Start of Source extract

I find myself allocating a big chunk of memory of u8s and then repartitioning it into equally sized slices of []u8. I need to build some kind of table and the slices here are the rows in that table. Now to my question:
Is there a good std function for this (I saw std.mem.window as the closes thing)
If not, how can i do this in a better way?
I just dont really like doing two allocations for this kind of problem.
Maybe I should just write my own function. Here is some example code:
You could allocate your data as, or cast it to, a slice of arrays (e.g. [][10]u8) although this requires you to know one dimension at comptime.
Another option is allocating it and casting the first segment into the table
var data = try gpa.alloc(u8, @sizeOf([]u8) * rows + cols * rows);
defer gpa.free(data);
const chunk = data[@sizeOf([]u8) * rows ..];
const table: [][]const u8 = @ptrCast(@alignCast(data[0 .. @sizeOf([]u8) * rows]));
var it = std.mem.window(u8, chunk, cols, cols);
for (table) |*row| row.* = it.next() orelse unreachable;
Given row and col are not comptime known when splitting it, you’re either going to have an iterator or an allocating function so I believe using std.mem.window is probably as good as you’re going to get if you don’t mind std.mem.WindowIterator.next returning ?[]const T.

End of Source extract
Start of Data section

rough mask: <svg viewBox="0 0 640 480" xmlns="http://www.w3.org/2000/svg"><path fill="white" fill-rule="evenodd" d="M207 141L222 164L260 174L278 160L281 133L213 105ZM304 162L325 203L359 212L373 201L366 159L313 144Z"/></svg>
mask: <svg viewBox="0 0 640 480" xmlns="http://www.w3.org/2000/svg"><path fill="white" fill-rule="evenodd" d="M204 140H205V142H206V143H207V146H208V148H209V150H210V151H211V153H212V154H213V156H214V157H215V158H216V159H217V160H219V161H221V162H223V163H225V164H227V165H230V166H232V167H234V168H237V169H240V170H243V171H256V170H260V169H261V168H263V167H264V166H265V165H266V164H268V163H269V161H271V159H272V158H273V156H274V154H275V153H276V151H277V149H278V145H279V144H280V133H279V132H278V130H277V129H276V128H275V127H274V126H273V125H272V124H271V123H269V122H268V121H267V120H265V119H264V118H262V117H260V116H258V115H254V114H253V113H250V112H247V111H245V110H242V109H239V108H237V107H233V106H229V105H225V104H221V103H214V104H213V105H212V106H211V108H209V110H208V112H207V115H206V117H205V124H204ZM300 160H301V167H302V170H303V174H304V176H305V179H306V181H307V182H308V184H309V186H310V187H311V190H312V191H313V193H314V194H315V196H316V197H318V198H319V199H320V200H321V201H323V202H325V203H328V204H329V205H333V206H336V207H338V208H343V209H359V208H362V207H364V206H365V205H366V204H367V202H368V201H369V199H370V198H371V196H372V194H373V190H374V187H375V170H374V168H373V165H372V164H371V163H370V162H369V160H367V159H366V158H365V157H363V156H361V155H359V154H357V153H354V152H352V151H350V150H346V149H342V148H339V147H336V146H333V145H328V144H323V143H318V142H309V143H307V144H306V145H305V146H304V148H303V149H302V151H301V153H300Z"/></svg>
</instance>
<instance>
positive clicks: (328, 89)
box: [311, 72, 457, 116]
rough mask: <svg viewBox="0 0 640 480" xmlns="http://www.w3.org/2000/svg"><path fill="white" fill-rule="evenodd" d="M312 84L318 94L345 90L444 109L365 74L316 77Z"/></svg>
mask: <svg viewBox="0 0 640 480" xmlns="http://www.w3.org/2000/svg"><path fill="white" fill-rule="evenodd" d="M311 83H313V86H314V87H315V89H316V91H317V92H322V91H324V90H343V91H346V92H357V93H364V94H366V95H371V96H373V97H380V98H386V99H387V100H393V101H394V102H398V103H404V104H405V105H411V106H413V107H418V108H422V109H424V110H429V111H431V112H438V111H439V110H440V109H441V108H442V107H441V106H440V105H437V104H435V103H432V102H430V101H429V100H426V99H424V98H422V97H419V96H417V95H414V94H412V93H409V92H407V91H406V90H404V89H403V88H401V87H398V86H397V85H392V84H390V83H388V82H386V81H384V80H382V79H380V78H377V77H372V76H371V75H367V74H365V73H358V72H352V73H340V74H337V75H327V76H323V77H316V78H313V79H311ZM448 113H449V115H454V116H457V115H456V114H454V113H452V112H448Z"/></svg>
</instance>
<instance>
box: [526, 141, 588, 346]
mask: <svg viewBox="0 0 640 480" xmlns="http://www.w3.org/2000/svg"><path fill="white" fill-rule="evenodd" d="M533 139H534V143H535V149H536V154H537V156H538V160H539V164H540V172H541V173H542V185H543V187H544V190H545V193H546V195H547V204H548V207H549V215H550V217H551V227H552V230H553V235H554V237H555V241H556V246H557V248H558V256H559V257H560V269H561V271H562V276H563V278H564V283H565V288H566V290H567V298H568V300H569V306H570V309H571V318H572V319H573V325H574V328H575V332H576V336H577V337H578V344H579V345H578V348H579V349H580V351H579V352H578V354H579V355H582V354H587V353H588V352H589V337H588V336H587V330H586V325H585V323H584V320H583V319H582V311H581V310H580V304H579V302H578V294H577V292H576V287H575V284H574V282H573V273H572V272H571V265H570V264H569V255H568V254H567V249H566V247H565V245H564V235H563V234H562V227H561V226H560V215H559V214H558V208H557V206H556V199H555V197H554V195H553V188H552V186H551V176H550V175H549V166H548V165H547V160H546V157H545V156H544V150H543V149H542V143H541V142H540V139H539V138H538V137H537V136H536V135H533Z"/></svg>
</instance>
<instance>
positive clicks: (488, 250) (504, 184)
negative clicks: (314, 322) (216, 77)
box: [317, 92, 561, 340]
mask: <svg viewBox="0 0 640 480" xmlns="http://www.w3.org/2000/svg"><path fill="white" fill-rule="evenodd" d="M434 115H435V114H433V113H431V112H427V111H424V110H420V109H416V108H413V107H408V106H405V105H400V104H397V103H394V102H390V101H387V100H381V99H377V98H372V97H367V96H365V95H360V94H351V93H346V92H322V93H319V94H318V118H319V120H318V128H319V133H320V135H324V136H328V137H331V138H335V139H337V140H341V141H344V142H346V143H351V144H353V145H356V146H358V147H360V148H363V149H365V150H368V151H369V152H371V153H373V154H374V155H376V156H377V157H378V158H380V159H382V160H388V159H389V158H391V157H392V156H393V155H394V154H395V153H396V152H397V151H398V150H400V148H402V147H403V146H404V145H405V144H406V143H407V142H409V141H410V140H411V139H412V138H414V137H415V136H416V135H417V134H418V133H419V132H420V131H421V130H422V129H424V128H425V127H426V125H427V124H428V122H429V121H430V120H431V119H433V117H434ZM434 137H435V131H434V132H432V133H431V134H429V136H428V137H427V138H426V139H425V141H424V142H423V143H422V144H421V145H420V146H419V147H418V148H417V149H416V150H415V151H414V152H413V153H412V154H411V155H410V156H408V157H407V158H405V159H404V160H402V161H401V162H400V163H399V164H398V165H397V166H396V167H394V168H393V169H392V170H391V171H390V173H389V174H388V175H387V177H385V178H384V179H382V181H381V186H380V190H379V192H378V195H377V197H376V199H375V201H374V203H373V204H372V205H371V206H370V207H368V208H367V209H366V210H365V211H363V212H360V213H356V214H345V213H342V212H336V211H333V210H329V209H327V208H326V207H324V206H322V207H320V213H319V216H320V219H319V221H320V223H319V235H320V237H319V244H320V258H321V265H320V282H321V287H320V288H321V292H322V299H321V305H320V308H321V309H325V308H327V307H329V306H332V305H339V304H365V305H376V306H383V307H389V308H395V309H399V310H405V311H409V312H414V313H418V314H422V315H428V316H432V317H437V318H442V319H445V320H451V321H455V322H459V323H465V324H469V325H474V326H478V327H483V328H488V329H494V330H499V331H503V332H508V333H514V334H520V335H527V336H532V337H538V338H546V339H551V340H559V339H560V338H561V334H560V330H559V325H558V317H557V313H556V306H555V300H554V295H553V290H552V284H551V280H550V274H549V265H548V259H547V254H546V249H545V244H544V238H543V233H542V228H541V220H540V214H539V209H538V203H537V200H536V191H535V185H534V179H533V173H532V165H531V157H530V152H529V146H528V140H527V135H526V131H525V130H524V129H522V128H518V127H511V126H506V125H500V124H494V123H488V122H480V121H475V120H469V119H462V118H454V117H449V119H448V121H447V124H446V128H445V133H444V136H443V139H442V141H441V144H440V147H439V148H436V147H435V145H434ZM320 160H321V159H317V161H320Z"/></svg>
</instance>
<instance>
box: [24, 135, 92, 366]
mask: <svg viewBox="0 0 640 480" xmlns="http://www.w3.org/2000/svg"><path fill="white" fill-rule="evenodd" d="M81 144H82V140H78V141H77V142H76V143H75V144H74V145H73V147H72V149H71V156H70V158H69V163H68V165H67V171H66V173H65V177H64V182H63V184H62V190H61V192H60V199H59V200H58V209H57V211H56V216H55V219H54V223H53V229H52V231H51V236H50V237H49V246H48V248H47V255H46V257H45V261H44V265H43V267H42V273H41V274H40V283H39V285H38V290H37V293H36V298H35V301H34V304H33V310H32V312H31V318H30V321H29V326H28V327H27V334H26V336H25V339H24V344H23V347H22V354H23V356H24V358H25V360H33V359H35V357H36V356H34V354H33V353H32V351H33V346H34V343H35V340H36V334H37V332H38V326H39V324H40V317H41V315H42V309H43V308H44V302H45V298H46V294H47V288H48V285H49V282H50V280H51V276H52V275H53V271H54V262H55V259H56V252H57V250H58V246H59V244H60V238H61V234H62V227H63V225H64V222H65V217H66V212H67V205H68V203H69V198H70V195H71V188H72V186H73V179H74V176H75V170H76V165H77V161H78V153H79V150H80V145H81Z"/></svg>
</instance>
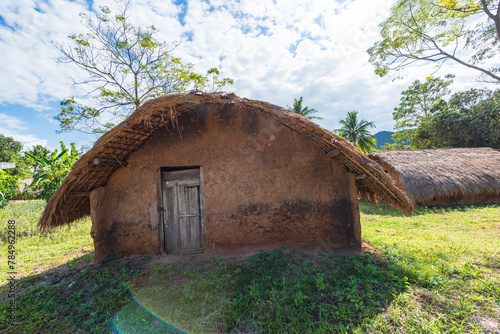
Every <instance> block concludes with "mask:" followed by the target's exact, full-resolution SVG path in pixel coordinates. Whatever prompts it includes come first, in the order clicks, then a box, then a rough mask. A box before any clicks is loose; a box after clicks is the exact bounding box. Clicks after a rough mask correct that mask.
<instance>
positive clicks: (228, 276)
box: [115, 250, 414, 333]
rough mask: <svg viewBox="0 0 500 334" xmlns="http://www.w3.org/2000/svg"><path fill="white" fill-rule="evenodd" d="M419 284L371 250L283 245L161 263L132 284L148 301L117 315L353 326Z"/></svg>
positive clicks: (324, 331)
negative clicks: (183, 262) (365, 253)
mask: <svg viewBox="0 0 500 334" xmlns="http://www.w3.org/2000/svg"><path fill="white" fill-rule="evenodd" d="M413 283H414V280H413V278H412V277H411V276H410V275H409V273H407V272H405V271H404V270H402V269H401V268H399V267H397V266H396V265H395V264H393V263H389V262H387V261H382V260H375V259H374V258H372V257H371V256H369V255H364V256H354V257H342V256H337V255H335V254H329V255H308V254H304V253H301V252H297V251H295V250H276V251H271V252H262V253H260V254H258V255H255V256H252V257H249V258H247V259H246V260H244V261H240V260H223V259H220V258H215V259H212V260H209V261H205V262H203V263H195V262H189V263H183V264H175V265H172V264H163V265H159V266H156V267H154V268H153V269H151V270H150V271H149V272H147V273H144V274H143V275H140V276H138V277H137V279H136V280H135V281H134V282H133V283H132V284H131V291H132V294H133V295H134V298H136V300H137V304H140V305H141V306H142V307H138V306H136V305H129V307H130V308H131V309H130V310H126V309H125V308H124V309H123V310H122V311H120V312H119V313H118V314H117V317H115V319H118V320H119V321H118V323H119V322H120V321H122V322H125V321H126V320H121V319H133V318H137V319H138V320H134V321H135V323H136V324H139V327H137V326H136V327H135V328H139V329H140V328H141V327H140V323H141V321H143V320H142V319H141V316H144V314H146V313H149V314H154V316H151V315H150V316H149V317H150V318H151V319H153V318H154V319H155V320H154V321H158V320H157V319H162V321H163V322H164V323H170V324H172V325H173V326H175V327H177V328H181V329H183V330H185V331H187V332H189V333H216V332H234V333H249V332H251V333H262V332H266V333H303V332H344V331H348V332H349V331H351V330H352V329H353V328H356V327H359V326H362V324H363V323H366V322H370V319H373V318H375V317H377V315H378V314H380V313H382V312H384V311H385V310H386V308H387V306H388V305H389V304H390V303H391V302H392V301H393V300H394V299H395V298H396V297H397V296H398V295H399V294H400V293H402V292H404V291H406V290H407V289H408V287H409V285H410V284H413ZM134 310H135V312H137V313H138V314H139V316H137V315H136V314H134ZM146 310H147V311H146ZM152 326H153V328H154V326H155V325H152ZM125 328H127V327H125ZM143 328H144V329H147V324H146V323H144V324H143ZM141 332H144V331H141V330H135V329H134V331H131V330H129V331H127V333H141ZM153 332H155V331H154V330H153V331H145V332H144V333H153ZM167 333H168V331H167Z"/></svg>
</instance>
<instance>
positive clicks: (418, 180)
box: [369, 147, 500, 205]
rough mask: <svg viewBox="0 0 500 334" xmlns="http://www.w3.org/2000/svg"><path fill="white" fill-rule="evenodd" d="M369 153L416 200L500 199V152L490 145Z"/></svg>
mask: <svg viewBox="0 0 500 334" xmlns="http://www.w3.org/2000/svg"><path fill="white" fill-rule="evenodd" d="M369 157H370V158H371V159H373V160H375V161H377V162H378V163H380V164H381V166H382V168H384V170H385V171H386V172H387V173H388V174H389V175H391V176H392V178H393V179H394V180H395V182H396V185H397V186H398V187H399V188H401V189H404V190H405V191H406V192H407V194H408V196H409V197H410V199H411V200H412V201H413V202H414V203H415V204H427V205H451V204H473V203H500V152H498V151H497V150H494V149H492V148H487V147H485V148H450V149H434V150H432V149H429V150H410V151H385V152H378V153H373V154H370V155H369Z"/></svg>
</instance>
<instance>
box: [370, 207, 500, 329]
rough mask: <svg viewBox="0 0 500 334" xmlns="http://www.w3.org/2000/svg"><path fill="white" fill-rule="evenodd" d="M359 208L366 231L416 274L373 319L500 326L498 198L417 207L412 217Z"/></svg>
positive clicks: (385, 211)
mask: <svg viewBox="0 0 500 334" xmlns="http://www.w3.org/2000/svg"><path fill="white" fill-rule="evenodd" d="M360 210H361V221H362V226H363V239H364V240H366V241H367V242H369V243H370V244H372V245H373V246H375V247H377V248H379V249H380V250H381V251H382V254H383V256H384V257H385V258H386V259H387V260H388V261H390V262H393V263H397V264H398V265H399V266H401V268H403V269H404V270H405V271H408V272H409V273H410V275H412V276H413V277H414V278H415V281H416V284H415V285H414V286H413V287H412V289H411V290H410V291H409V293H408V295H403V296H401V297H400V298H401V299H404V300H405V301H406V302H405V303H403V304H401V305H400V304H398V303H395V304H394V305H392V306H391V308H390V309H389V312H387V314H385V317H378V318H376V319H374V321H372V323H371V325H370V326H368V327H370V328H378V329H384V328H385V329H392V330H395V328H396V325H397V326H402V328H407V329H408V330H409V329H411V330H415V331H426V332H433V331H437V332H440V331H446V332H457V333H461V332H476V331H480V330H481V328H483V329H488V328H484V327H485V326H488V324H490V325H491V324H493V325H496V326H499V328H500V206H499V205H483V206H457V207H418V208H417V209H416V212H415V215H414V216H412V217H407V216H405V215H402V214H400V213H398V212H396V211H394V210H392V209H384V208H381V207H377V206H375V205H372V204H368V203H361V205H360ZM419 319H420V320H419ZM389 331H390V330H389Z"/></svg>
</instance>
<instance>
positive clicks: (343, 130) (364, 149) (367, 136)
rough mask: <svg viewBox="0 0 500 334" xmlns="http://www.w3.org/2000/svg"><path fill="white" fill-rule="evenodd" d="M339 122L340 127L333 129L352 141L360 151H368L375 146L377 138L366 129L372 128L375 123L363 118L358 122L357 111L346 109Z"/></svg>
mask: <svg viewBox="0 0 500 334" xmlns="http://www.w3.org/2000/svg"><path fill="white" fill-rule="evenodd" d="M339 123H340V124H341V125H342V127H341V128H340V129H335V130H333V131H334V132H335V133H337V134H338V135H339V136H341V137H343V138H346V139H347V140H349V141H350V142H351V143H354V144H355V145H356V146H357V147H358V148H359V150H360V151H361V152H363V153H370V152H371V151H373V150H374V149H375V148H376V147H377V139H375V137H374V136H373V135H372V134H371V133H370V131H369V130H368V128H374V127H375V123H373V122H367V121H365V120H363V119H362V120H361V121H359V122H358V112H357V111H355V110H353V111H348V112H347V115H346V118H344V119H341V120H340V121H339Z"/></svg>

End of Data section

• Exercise requirements: Rewrite the text on splitting a memory block into table rows, starting with "I just dont" and going on through "dimension at comptime.", with "two allocations" changed to "separate allocations".

• Task result:
I just dont really like doing separate allocations for this kind of problem.
Maybe I should just write my own function. Here is some example code:
You could allocate your data as, or cast it to, a slice of arrays (e.g. [][10]u8) although this requires you to know one dimension at comptime.